▶ _Work instructions_:
Your answer should be the lines from the one containing "Would you be so kind as to point out the tree" through the final line below, copied exactly.

▶ _Data for processing_:
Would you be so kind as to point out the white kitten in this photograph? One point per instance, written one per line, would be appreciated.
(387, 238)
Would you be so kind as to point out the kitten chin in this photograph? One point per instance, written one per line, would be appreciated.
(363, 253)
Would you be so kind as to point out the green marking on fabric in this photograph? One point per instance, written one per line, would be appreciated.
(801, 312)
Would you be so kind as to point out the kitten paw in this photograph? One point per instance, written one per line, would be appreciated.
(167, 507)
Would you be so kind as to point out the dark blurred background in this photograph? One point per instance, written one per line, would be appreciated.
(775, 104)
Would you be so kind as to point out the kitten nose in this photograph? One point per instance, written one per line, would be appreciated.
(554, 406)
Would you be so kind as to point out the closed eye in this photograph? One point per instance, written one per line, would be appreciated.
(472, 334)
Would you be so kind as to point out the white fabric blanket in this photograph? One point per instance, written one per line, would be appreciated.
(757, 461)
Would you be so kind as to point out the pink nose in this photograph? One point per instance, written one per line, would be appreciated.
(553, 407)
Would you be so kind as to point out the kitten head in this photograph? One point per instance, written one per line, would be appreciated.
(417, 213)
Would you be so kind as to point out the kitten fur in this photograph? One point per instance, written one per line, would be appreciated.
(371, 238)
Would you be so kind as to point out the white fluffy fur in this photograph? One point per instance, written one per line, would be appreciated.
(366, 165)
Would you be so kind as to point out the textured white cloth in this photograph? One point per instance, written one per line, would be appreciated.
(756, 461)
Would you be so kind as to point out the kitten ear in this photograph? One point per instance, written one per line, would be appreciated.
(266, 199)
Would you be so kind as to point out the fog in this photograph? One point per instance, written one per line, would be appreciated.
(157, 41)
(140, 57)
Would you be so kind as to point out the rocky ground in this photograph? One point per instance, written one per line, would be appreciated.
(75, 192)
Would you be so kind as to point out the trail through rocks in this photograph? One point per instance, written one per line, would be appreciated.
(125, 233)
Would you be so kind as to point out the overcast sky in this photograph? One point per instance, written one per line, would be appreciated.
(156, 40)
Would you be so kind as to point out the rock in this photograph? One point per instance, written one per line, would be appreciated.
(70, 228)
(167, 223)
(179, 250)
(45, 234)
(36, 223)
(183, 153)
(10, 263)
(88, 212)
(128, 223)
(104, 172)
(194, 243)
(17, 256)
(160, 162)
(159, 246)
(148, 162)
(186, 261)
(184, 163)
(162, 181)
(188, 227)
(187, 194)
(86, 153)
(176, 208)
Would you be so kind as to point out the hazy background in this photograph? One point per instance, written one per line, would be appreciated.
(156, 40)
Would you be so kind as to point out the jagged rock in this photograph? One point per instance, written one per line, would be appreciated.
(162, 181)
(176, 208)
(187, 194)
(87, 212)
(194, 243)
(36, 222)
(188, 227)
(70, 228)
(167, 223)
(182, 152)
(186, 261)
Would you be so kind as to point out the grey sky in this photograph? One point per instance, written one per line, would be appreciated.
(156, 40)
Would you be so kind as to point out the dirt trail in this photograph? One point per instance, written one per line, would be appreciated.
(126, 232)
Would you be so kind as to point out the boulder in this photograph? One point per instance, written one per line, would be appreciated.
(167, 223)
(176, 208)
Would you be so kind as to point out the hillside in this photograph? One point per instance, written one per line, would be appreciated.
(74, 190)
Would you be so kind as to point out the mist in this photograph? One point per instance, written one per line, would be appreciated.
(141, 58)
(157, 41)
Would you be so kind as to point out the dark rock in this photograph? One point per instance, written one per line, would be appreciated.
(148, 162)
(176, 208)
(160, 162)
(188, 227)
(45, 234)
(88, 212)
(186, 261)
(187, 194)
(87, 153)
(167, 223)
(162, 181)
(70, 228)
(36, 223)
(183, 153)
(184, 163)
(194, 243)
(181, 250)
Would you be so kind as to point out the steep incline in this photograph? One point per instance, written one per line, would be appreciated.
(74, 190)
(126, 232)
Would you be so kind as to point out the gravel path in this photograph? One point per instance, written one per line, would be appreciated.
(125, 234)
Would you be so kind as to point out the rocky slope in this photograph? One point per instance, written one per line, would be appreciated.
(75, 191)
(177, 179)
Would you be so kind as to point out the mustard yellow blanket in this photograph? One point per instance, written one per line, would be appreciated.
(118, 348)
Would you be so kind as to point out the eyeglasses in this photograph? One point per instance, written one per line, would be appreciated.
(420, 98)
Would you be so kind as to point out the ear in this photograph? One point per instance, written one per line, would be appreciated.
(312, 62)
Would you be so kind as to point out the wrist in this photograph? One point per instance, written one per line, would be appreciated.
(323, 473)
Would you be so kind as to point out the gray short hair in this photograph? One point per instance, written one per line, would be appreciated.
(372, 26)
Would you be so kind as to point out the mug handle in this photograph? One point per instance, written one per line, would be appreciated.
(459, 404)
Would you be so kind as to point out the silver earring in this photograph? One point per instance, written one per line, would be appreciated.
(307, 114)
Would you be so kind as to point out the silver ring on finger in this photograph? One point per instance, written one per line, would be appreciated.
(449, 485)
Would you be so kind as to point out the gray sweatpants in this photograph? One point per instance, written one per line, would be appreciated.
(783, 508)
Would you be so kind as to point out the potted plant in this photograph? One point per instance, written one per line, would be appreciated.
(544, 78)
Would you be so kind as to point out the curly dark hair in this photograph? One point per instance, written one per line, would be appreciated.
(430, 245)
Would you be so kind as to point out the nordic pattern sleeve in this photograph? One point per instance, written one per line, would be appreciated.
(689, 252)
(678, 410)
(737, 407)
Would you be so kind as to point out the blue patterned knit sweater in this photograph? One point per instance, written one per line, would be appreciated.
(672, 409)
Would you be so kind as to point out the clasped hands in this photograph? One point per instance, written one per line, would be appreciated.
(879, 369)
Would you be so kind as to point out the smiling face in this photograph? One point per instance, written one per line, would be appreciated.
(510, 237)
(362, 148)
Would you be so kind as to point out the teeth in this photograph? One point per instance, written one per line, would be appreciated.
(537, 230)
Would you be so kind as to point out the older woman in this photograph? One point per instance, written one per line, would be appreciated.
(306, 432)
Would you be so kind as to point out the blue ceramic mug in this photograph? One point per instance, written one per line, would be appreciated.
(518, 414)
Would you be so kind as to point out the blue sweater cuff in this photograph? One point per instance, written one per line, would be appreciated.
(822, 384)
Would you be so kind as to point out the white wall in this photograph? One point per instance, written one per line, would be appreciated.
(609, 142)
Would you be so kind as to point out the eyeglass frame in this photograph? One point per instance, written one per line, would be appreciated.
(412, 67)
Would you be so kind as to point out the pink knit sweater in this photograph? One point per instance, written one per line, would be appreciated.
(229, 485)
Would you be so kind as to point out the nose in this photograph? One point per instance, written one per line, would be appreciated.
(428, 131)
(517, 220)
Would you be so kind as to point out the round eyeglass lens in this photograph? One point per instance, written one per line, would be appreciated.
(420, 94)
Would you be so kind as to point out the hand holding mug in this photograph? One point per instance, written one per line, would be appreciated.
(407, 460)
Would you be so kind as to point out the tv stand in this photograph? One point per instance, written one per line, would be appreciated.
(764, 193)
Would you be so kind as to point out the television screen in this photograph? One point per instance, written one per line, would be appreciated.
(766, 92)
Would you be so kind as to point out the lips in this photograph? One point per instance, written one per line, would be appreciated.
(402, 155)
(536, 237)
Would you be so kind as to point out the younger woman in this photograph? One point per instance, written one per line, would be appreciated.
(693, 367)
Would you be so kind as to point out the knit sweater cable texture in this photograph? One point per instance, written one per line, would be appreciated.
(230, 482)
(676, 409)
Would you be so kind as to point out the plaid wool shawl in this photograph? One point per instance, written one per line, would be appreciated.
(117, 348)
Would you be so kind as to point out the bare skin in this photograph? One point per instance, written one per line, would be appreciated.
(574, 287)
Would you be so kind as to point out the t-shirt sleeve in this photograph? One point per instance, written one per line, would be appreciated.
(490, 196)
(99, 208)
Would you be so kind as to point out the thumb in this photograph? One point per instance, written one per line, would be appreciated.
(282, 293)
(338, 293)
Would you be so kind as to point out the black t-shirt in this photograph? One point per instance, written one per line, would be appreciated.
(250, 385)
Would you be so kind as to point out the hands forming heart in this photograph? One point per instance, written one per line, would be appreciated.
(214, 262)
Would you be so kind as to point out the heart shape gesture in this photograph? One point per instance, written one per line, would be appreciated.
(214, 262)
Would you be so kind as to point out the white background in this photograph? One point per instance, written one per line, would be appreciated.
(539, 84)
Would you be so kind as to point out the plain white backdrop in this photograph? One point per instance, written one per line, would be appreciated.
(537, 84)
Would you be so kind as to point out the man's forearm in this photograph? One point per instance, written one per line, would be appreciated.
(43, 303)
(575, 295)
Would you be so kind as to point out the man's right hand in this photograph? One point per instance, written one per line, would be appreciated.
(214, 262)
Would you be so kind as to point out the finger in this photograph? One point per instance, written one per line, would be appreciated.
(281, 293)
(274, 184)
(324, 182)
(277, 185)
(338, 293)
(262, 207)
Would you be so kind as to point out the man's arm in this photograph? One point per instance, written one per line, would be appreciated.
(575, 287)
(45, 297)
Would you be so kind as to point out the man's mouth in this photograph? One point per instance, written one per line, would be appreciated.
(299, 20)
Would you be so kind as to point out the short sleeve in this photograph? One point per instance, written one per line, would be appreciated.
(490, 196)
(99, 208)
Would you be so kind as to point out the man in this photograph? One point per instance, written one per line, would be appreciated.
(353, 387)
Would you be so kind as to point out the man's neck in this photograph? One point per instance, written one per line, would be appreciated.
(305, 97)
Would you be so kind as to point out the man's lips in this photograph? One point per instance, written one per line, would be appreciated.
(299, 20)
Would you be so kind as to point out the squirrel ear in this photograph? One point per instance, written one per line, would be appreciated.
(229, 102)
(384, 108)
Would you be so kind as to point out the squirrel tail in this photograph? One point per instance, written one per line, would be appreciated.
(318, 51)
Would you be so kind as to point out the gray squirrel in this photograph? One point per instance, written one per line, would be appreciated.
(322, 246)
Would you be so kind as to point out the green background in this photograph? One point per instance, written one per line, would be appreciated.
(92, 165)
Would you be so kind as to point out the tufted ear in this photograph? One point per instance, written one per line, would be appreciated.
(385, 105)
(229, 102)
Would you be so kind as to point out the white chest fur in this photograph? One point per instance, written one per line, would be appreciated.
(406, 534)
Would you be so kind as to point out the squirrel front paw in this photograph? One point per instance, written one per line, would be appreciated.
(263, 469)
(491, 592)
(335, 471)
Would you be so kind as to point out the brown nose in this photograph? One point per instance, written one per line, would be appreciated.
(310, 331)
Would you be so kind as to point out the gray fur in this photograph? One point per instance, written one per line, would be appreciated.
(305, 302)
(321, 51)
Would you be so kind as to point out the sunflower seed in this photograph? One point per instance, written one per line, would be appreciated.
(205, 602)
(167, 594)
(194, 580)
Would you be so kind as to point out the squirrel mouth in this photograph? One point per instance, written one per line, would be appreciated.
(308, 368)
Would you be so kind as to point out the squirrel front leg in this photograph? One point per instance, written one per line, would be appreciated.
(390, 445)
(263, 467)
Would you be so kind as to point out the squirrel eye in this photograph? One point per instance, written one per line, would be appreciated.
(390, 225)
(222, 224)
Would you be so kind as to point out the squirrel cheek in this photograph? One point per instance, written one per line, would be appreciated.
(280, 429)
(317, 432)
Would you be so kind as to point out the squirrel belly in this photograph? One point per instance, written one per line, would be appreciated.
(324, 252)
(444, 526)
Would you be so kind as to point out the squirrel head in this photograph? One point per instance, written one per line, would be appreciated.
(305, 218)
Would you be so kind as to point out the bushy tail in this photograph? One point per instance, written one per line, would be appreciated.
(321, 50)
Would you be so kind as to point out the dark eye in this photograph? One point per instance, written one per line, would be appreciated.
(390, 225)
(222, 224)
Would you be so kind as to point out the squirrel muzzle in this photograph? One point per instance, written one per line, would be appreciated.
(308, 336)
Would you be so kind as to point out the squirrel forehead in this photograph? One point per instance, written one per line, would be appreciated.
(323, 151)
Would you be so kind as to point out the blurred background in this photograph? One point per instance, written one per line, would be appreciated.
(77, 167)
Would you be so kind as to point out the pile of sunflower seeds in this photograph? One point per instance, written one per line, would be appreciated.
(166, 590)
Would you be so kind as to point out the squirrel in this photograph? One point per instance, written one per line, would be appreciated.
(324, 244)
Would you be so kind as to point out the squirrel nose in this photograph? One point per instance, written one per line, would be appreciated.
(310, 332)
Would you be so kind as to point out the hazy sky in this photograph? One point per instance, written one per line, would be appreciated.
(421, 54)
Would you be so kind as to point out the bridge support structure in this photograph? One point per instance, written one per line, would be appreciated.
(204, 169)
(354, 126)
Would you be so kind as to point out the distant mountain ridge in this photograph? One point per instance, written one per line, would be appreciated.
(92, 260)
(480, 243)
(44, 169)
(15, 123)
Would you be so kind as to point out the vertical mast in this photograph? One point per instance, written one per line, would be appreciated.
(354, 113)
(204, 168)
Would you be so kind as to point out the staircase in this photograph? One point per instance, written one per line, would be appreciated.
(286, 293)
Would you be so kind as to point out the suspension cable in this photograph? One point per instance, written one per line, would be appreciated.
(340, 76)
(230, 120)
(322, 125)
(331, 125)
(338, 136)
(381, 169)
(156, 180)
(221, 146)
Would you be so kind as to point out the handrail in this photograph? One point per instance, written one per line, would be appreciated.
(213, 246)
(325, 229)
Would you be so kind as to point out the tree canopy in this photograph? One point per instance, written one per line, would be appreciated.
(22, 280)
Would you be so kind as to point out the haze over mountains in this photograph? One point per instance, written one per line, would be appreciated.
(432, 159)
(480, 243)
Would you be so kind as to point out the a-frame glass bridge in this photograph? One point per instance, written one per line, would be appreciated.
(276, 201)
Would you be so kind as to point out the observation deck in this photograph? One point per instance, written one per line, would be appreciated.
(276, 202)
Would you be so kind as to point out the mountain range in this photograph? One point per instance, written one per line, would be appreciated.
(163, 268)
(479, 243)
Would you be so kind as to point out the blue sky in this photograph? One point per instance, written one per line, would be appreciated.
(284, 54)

▶ _Task result_:
Would you be so kind as to point out the tree canopy in this photograph? One point per instance, written one per line, would be appreciated.
(22, 280)
Would you be so kind as to point out the haze over mountains in this photograph? One point per instance, written one per line, would be appreciated.
(432, 159)
(480, 243)
Would you be so kind as to point out the a-frame glass bridge in this photograph? One point per instance, written one per line, would be appreciated.
(276, 201)
Would you be so kind as to point out the observation deck in this photograph? One point per instance, written one per line, would be appreciated.
(276, 202)
Would you be so kind as to point out the mountain range in this photograph? One point per instance, written one per line, would be appreciated.
(163, 268)
(479, 243)
Would you be so kind as to point out the blue sky in this photograph? One point per instance, written one per line, would be appreciated.
(284, 54)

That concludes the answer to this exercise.